[[ Working data open ]]
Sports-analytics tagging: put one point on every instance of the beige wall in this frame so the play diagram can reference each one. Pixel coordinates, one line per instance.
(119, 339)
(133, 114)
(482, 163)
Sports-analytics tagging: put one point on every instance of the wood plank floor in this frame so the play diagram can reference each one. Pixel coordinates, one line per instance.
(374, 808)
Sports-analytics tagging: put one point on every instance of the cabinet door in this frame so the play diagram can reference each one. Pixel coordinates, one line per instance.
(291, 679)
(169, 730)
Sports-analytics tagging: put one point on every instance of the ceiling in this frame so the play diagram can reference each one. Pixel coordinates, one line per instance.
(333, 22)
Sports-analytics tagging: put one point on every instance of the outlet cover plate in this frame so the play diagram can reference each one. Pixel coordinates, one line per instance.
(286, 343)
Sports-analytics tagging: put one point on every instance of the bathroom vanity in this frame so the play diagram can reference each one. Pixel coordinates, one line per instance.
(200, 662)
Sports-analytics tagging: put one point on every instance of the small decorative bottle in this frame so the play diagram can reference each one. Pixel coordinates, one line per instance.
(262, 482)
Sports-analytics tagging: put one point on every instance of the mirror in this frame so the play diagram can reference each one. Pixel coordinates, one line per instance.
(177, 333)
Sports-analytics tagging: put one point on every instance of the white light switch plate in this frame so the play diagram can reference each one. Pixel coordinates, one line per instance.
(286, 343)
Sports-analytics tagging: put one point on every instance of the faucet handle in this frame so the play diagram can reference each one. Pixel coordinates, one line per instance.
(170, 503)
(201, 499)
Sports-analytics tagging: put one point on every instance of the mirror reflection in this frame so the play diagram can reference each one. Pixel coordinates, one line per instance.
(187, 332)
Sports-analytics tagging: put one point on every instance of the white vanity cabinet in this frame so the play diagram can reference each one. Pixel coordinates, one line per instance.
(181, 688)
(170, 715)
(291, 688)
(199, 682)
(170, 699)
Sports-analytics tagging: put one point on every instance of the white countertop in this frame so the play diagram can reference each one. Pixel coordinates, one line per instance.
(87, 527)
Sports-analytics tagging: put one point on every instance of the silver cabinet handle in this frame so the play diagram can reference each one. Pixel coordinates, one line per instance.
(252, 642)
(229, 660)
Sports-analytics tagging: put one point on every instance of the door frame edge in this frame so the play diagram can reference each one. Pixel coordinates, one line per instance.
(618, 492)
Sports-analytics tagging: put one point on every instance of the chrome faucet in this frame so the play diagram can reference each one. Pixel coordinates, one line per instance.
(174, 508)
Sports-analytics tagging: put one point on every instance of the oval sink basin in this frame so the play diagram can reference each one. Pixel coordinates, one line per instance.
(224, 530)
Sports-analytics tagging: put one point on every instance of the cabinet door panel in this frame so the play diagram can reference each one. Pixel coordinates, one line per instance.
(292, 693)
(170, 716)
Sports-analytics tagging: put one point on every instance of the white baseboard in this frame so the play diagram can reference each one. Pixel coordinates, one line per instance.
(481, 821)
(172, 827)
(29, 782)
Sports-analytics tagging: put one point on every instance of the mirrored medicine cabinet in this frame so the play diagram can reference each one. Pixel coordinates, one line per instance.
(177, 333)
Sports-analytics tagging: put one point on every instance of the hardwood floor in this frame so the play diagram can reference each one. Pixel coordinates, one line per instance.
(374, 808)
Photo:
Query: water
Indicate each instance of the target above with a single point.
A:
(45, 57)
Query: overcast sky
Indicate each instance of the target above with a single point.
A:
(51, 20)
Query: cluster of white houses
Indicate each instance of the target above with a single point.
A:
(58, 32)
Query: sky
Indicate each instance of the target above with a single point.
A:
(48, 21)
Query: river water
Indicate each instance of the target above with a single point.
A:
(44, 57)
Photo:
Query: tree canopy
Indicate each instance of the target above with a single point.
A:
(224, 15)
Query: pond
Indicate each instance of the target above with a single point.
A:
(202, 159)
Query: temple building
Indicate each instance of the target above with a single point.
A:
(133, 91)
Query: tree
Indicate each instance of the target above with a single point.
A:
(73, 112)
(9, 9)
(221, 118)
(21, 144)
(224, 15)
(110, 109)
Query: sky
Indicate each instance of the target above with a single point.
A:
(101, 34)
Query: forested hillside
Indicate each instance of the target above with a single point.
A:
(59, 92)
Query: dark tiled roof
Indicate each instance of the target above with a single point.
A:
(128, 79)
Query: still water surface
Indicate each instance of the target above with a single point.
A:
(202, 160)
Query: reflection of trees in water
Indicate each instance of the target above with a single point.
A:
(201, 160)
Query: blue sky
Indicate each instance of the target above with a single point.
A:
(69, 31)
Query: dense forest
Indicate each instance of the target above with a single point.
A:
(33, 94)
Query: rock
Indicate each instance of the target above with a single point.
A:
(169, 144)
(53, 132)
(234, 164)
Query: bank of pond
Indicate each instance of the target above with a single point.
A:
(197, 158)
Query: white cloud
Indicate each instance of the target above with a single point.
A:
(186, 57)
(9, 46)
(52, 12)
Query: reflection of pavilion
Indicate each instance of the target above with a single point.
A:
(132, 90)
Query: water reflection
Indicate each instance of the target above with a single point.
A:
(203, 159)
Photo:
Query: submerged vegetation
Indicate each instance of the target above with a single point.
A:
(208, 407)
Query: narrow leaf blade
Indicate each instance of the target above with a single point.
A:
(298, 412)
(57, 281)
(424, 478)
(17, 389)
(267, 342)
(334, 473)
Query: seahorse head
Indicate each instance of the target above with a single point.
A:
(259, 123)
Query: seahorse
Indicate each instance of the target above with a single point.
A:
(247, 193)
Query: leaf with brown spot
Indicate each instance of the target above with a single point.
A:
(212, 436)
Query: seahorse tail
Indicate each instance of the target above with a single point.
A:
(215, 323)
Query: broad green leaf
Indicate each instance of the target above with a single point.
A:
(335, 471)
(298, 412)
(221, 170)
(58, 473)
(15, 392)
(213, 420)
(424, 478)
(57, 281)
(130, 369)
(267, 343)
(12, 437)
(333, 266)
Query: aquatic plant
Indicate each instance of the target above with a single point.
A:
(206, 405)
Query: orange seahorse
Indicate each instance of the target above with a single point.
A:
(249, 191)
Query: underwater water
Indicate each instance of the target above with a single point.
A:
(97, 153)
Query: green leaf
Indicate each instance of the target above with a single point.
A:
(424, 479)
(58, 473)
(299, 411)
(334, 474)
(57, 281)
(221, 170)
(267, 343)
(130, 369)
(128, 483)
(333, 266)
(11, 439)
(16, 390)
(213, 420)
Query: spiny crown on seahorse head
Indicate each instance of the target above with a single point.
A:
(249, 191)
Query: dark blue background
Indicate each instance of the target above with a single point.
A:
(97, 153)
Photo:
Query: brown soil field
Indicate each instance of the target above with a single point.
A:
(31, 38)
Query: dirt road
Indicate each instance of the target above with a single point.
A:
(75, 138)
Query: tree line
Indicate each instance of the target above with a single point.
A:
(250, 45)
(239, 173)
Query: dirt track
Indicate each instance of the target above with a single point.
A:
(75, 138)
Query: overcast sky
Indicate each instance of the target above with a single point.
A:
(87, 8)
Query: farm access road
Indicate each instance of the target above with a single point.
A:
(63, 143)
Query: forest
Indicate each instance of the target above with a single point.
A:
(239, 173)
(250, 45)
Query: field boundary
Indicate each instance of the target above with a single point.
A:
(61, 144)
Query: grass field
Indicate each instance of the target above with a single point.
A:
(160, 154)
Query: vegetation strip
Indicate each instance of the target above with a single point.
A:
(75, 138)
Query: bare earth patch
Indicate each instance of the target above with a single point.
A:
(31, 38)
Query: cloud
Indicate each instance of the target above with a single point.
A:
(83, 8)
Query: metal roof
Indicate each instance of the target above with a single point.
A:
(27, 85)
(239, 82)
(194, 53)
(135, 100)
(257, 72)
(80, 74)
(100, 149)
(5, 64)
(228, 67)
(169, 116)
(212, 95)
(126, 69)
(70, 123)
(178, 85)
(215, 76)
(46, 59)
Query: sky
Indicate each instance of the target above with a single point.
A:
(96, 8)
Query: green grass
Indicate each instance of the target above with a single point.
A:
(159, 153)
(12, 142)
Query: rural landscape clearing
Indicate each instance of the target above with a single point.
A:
[[ Working data closed ]]
# The task
Copy out the range of lines above starting at the line with "Query: metal roof" and ending at the line with "Query: green grass", exactly and including both.

# Answer to the problem
Query: metal roof
Indicate each instance of the target above with a single point.
A:
(27, 85)
(239, 82)
(194, 53)
(135, 100)
(257, 72)
(80, 74)
(100, 149)
(5, 64)
(228, 67)
(169, 116)
(212, 95)
(126, 69)
(70, 123)
(178, 85)
(215, 76)
(46, 59)
Query: sky
Indicate each instance of the target above with a single point.
A:
(96, 8)
Query: green grass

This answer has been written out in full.